_EXERCISE INSTRUCTIONS:_
Your answer should be every line of the entries that has the string "target" in it.

_ENTRIES SHOWN:_
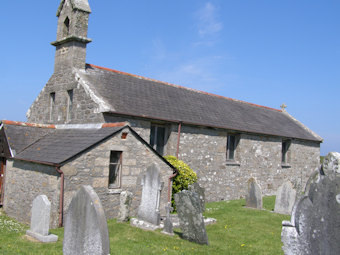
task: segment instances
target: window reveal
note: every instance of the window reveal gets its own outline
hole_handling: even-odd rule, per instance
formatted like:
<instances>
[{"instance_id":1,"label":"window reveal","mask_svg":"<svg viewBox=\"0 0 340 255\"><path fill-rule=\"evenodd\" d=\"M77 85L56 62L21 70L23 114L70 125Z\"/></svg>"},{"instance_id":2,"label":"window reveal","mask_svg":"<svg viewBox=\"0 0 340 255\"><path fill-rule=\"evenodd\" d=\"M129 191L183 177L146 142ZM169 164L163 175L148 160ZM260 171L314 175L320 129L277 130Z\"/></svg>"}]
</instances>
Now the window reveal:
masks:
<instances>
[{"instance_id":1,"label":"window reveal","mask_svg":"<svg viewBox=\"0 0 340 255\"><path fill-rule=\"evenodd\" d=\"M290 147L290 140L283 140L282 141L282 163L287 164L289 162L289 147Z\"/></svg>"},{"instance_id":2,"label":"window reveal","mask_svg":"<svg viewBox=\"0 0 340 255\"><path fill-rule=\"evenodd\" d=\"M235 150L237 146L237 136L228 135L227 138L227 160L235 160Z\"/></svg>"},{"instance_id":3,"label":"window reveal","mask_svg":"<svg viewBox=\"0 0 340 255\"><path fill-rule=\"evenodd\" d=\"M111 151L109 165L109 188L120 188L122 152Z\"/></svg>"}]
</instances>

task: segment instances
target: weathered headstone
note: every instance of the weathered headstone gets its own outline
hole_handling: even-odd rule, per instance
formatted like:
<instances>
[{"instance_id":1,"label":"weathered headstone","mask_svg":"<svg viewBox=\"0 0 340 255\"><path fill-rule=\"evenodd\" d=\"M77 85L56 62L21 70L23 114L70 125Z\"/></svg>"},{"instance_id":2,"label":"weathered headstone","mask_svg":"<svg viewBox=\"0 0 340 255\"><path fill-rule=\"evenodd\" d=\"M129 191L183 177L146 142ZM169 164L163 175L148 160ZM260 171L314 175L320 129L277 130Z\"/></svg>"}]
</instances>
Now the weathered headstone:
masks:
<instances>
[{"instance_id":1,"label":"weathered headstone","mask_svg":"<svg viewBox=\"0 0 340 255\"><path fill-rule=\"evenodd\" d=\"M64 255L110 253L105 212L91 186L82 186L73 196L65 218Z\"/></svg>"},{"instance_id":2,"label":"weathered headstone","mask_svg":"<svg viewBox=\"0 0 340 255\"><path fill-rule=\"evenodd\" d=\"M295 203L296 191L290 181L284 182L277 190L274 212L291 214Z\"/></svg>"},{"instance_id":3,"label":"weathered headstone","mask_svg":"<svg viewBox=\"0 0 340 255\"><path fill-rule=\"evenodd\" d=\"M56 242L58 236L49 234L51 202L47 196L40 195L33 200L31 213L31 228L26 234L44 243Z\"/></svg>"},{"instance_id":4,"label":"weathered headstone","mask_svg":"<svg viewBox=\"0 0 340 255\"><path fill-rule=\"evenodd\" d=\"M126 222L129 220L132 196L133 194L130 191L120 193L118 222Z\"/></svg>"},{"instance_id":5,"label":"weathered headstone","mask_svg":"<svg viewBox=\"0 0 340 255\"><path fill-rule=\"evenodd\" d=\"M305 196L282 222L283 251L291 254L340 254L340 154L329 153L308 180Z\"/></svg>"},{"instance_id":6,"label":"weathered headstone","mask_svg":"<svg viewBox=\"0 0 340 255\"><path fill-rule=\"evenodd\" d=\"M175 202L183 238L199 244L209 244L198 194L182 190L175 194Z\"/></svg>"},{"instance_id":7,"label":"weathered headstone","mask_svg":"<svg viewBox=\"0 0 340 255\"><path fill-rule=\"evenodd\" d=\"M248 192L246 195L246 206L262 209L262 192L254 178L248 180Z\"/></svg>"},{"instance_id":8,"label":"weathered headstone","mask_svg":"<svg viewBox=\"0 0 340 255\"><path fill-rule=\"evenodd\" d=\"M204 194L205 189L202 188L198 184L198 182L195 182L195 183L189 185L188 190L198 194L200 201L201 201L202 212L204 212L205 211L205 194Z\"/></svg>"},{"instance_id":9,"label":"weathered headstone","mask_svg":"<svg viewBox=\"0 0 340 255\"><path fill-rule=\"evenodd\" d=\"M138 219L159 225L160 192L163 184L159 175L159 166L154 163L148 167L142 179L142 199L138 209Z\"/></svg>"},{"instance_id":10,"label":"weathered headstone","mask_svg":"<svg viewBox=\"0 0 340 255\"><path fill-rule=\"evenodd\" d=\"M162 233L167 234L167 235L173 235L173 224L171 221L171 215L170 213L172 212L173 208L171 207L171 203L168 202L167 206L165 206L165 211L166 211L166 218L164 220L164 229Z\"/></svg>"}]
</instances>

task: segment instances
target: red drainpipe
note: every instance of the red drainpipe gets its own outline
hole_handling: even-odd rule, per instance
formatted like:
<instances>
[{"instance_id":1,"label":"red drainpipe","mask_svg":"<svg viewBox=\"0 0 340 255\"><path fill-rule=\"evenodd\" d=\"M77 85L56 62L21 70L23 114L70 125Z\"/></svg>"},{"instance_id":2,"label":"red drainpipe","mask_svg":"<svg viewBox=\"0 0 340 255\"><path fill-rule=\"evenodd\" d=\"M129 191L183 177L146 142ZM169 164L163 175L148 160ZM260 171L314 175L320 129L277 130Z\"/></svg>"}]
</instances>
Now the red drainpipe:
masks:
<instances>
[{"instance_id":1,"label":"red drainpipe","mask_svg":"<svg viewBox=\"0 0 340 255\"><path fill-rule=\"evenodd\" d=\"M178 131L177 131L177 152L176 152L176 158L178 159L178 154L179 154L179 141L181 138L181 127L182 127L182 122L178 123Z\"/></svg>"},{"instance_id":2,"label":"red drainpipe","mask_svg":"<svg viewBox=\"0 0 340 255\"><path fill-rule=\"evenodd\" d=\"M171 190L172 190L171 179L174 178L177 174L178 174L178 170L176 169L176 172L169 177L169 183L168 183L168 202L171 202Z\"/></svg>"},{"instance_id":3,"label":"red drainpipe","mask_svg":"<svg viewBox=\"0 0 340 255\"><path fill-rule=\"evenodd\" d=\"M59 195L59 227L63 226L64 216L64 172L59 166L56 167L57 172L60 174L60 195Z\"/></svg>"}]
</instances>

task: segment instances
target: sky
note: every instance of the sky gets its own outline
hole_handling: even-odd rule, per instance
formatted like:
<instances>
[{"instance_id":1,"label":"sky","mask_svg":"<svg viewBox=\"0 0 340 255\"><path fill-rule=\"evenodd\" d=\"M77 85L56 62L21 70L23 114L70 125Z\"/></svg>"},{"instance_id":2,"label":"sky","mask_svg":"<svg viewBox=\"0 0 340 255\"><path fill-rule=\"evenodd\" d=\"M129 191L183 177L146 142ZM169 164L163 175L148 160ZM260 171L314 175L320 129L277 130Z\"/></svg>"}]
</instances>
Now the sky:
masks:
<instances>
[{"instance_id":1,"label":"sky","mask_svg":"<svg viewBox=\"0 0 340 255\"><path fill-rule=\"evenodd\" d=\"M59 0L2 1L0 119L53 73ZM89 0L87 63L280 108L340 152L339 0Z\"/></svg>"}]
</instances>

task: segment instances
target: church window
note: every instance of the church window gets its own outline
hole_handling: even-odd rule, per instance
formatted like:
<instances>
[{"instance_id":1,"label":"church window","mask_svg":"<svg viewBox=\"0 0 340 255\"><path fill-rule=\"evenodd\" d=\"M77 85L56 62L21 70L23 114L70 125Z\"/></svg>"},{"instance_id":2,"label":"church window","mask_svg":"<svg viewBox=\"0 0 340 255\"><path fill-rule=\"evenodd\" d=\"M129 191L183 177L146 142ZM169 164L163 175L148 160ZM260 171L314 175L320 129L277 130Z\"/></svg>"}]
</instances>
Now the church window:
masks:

_EXPECTED ANSWER:_
target: window reveal
target: weathered headstone
target: red drainpipe
target: sky
target: church window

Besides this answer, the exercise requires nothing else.